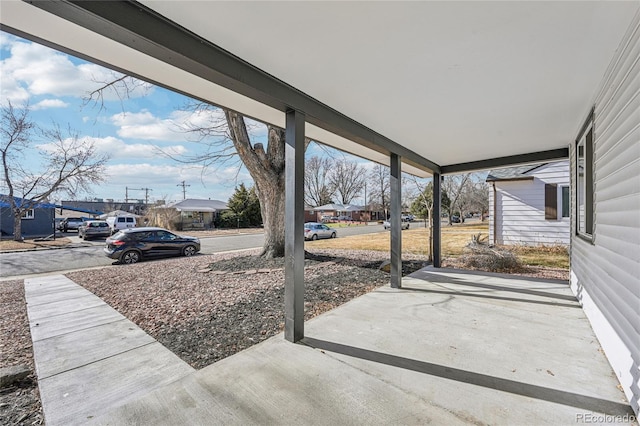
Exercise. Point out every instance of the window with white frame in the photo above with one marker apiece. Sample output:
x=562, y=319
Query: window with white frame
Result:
x=566, y=201
x=28, y=214
x=584, y=180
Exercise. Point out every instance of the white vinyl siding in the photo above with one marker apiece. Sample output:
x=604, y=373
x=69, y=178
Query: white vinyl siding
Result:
x=520, y=209
x=605, y=273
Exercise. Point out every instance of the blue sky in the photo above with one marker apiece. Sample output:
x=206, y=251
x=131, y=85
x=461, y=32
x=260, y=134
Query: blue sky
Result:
x=135, y=131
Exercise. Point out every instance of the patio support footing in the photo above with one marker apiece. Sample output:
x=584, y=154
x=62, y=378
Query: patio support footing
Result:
x=294, y=227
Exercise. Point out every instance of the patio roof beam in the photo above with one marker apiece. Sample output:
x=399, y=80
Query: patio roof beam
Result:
x=138, y=27
x=511, y=160
x=294, y=227
x=395, y=184
x=436, y=238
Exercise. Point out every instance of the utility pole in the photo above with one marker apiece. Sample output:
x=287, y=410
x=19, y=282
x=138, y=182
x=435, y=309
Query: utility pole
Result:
x=184, y=189
x=146, y=193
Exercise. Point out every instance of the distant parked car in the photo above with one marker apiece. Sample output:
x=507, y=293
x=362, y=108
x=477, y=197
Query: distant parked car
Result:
x=116, y=223
x=133, y=244
x=94, y=228
x=70, y=223
x=403, y=225
x=315, y=230
x=326, y=218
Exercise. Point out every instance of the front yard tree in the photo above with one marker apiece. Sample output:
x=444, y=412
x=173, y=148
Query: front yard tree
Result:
x=317, y=189
x=68, y=164
x=266, y=167
x=348, y=179
x=381, y=188
x=245, y=206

== REQUIREMENTS ==
Reproduce word for word the stretch of the data from its start through the line containing "x=584, y=180", including both ends. Leave the pictures out.

== ANSWER TO THIS PROBLEM ==
Exercise. Point out every instance of the window with white frame in the photo above with one marker apiece. Sample output:
x=562, y=319
Query: window with white frame
Result:
x=566, y=201
x=28, y=214
x=584, y=180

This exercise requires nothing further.